• _Request 1_
From the passage about the author visit, set down word for word the part starting at "After graduating from" and ending at "Young Adult Literature.".
• _Request 2_
Answer these questions from the passage about the author visit.
(a) From which university did Ribay graduate?
(b) What award did Everything We Never Had win?
(c) Who were the three students who served as panelists?
═════ Passage given
He added that books offer a unique opportunity to build empathy and connection. “Reading stories helps us understand ourselves better, to feel validated,” Ribay explained. “But it also opens us up to see things from other people’s perspectives. Sometimes reading about other people helps us understand how we are all connected.”
Ribay also shared insights into his own journey to becoming a writer. “Most authors start off by saying they’ve always wanted to be an author. That was not the case for me,” he said. “I loved stories. I read a lot of books, a lot of comics, watched a lot of TV and movies, played a lot of video games. But I never really thought this was a job people actually have.”
After graduating from the University of Colorado Boulder with a degree in English, Ribay went on to teach middle and high school English before eventually pursuing writing full-time. “The reason I studied English was simple,” he said. “I really liked books. I really liked stories. Here was an opportunity to spend all my time reading and studying stories—that’s what I wanted to do.”
Ribay’s most recent novel, Everything We Never Had, spans four generations of Filipino American boys as they navigate identity. The novel won the 2025 Asian/Pacific American Award for Young Adult Literature.
His novel Patron Saints of Nothing follows Jay Reguero, a Filipino American teenager who travels to the Philippines to investigate the death of his cousin during the country’s war on drugs. The book explores grief, guilt, and cultural identity and was a finalist for the 2019 National Book Award for Young People’s Literature, as well as a recipient of the 2019 Freeman Award from the National Consortium for Teaching About Asia.
Sophomore Hannah Mottley said interacting with the author adds “a new dimension to the reading experience.”
“I think it’s really interesting to see the author in real life because it shows us that these themes and these problems that he writes about are things he actually deals with in real life,” Mottley said. “When something is written down on paper it seems almost unattached, but when you see the person that wrote the writing it creates that emotion of attachment.”
Coombs provided a similar viewpoint, saying she hopes students gain perspective from hearing directly from the author.
“We don’t all live the same life,” she expressed. “It’s great to see what other people encounter, what their families like and the obstacles they overcome. In a way it’s you seeing something different, but there’s also a lot that people have in common.”
Ribay’s novel Patron Saints of Nothing was read by select sophomores, and this grade made up the primary audience for the event. A student steering committee prepared for the visit by writing introductions and developing questions for the panel discussion. The three students who participated as panelists were Isabella Valente, Jueun Kim, and Elena Stamm.
══════════
═════ Given information
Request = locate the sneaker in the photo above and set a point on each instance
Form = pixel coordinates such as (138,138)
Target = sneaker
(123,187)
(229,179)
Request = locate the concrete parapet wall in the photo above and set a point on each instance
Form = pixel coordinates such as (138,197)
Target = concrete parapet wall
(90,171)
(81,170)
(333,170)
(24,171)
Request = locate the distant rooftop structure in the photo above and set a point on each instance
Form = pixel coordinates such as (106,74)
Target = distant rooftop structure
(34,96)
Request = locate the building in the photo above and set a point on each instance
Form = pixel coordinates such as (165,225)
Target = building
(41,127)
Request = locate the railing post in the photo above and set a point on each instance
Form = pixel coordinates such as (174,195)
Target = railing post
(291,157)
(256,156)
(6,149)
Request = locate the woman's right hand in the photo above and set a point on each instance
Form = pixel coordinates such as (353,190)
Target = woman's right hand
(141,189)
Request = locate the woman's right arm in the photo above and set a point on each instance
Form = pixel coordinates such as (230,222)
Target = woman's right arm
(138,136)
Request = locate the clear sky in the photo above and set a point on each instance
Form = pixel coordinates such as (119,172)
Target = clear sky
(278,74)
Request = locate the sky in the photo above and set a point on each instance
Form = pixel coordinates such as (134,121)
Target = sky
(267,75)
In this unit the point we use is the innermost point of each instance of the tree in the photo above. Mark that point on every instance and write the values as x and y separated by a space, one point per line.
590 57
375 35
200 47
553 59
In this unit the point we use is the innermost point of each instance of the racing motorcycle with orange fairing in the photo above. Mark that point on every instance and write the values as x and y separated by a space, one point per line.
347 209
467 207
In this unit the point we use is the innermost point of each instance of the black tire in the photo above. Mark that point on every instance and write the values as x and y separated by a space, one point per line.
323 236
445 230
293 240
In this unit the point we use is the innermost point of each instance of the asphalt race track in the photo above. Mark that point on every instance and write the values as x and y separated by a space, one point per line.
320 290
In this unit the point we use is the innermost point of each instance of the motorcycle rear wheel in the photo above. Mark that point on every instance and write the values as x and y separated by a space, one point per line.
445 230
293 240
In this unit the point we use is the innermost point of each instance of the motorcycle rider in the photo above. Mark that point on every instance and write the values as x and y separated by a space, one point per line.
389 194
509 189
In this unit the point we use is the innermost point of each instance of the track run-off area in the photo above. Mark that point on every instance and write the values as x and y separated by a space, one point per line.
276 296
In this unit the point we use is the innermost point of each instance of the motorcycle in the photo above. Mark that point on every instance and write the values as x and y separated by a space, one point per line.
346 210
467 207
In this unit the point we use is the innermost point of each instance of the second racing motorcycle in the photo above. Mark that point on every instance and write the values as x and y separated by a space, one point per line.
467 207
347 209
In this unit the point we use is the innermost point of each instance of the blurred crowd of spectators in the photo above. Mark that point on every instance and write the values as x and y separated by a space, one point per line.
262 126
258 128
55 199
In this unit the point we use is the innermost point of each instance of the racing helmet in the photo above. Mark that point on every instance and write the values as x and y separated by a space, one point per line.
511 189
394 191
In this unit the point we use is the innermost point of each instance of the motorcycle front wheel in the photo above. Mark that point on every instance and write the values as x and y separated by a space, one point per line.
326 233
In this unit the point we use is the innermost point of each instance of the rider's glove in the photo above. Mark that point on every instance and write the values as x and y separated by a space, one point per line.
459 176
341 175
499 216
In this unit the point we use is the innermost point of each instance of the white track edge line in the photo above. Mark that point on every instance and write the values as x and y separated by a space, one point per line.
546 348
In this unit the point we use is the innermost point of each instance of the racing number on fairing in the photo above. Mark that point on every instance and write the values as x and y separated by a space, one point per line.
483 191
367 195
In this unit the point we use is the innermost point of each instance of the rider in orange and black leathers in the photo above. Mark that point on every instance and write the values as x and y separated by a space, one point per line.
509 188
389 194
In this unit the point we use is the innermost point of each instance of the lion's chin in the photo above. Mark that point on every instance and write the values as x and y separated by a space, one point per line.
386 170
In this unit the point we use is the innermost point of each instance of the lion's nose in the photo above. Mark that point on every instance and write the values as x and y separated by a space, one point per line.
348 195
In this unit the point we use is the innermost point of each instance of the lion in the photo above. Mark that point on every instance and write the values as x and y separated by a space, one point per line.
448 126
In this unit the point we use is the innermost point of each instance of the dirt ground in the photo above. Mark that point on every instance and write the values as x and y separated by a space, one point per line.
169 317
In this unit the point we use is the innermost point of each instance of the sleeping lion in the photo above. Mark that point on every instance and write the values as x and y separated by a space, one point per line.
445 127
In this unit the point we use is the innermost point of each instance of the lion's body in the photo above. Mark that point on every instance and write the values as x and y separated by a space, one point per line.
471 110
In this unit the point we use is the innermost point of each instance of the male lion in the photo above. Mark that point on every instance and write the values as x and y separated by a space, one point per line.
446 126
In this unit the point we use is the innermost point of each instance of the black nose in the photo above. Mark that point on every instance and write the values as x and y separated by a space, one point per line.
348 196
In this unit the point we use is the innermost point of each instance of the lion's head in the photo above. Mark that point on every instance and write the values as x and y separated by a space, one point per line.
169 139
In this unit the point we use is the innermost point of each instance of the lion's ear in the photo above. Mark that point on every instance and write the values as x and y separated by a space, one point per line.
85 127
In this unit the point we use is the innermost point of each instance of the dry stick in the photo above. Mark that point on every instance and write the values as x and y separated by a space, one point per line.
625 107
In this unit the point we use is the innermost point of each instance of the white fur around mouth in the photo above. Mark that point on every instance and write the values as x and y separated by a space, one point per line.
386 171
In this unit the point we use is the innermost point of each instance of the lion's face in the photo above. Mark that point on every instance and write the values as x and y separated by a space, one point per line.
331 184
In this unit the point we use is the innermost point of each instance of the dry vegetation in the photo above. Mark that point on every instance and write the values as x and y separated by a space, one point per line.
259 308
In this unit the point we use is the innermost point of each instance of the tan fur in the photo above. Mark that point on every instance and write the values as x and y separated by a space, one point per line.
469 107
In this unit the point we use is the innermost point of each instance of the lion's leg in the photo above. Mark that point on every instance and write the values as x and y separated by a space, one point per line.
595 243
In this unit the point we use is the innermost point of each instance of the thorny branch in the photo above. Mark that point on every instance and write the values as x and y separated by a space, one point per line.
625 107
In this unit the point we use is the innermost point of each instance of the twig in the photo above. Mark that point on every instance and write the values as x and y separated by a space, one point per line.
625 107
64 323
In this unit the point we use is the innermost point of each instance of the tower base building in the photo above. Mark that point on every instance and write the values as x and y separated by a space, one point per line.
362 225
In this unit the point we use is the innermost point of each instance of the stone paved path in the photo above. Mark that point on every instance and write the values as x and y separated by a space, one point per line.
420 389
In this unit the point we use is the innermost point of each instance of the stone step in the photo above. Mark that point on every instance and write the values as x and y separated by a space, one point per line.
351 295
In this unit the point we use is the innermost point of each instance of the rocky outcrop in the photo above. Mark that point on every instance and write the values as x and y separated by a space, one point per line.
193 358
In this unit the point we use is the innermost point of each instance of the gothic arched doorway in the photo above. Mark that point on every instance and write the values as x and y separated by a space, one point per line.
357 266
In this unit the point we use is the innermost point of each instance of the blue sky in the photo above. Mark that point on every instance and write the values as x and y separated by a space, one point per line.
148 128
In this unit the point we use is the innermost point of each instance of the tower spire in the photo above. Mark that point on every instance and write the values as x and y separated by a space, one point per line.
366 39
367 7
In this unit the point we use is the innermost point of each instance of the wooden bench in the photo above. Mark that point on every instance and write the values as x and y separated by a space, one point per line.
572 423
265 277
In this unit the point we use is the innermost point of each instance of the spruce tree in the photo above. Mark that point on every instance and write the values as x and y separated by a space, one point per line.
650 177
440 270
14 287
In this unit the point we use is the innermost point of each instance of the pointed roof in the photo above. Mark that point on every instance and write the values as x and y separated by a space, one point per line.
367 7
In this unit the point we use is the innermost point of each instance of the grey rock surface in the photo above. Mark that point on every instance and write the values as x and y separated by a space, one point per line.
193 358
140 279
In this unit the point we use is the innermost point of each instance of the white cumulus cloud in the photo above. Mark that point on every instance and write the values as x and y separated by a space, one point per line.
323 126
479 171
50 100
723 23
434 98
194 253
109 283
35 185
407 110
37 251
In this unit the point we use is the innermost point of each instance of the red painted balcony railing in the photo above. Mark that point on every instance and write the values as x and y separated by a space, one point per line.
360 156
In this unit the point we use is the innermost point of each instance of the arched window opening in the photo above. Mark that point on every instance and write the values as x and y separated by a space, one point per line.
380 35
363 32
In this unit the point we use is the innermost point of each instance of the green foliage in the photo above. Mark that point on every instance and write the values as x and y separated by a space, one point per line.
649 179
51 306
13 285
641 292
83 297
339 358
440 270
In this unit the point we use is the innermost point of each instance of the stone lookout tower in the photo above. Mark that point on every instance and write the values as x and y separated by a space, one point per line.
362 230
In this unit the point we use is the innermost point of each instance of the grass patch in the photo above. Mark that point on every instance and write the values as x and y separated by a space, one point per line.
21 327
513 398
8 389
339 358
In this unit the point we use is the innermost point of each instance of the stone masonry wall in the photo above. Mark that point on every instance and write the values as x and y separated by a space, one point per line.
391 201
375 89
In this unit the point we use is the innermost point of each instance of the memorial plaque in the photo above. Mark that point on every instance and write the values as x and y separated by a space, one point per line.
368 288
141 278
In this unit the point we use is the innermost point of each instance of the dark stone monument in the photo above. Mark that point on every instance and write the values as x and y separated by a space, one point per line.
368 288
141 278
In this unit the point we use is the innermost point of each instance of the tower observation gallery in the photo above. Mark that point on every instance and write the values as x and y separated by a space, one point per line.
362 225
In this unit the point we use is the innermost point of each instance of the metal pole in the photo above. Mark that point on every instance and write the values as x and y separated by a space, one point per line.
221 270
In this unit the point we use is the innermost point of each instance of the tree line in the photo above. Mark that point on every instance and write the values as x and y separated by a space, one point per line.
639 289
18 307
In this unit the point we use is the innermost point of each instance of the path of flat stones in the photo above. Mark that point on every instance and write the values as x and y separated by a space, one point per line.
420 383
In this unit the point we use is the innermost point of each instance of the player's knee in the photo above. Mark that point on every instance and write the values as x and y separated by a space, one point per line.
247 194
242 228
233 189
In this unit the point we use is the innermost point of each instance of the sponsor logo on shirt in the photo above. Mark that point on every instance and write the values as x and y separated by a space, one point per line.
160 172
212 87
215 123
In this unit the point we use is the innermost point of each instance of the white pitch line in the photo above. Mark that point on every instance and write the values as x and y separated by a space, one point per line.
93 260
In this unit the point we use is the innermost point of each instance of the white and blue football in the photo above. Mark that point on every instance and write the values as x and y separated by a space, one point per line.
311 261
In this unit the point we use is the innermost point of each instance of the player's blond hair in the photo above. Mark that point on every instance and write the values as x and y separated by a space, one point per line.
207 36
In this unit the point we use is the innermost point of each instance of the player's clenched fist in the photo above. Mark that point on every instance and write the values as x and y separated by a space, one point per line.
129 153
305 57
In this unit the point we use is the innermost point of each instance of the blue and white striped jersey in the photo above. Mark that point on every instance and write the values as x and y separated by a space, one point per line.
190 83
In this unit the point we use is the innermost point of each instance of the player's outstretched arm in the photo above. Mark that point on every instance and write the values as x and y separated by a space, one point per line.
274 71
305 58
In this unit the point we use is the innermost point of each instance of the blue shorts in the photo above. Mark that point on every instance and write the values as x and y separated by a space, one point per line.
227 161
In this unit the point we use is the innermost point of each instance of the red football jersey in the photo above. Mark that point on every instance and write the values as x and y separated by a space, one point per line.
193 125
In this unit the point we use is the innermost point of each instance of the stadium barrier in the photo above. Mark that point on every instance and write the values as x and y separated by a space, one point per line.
══════════
• _Expected answer 1_
After graduating from the University of Colorado Boulder with a degree in English, Ribay went on to teach middle and high school English before eventually pursuing writing full-time. “The reason I studied English was simple,” he said. “I really liked books. I really liked stories. Here was an opportunity to spend all my time reading and studying stories—that’s what I wanted to do.”
Ribay’s most recent novel, Everything We Never Had, spans four generations of Filipino American boys as they navigate identity. The novel won the 2025 Asian/Pacific American Award for Young Adult Literature.

• _Expected answer 2_
(a) The University of Colorado Boulder
(b) The 2025 Asian/Pacific American Award for Young Adult Literature
(c) Isabella Valente, Jueun Kim, and Elena Stamm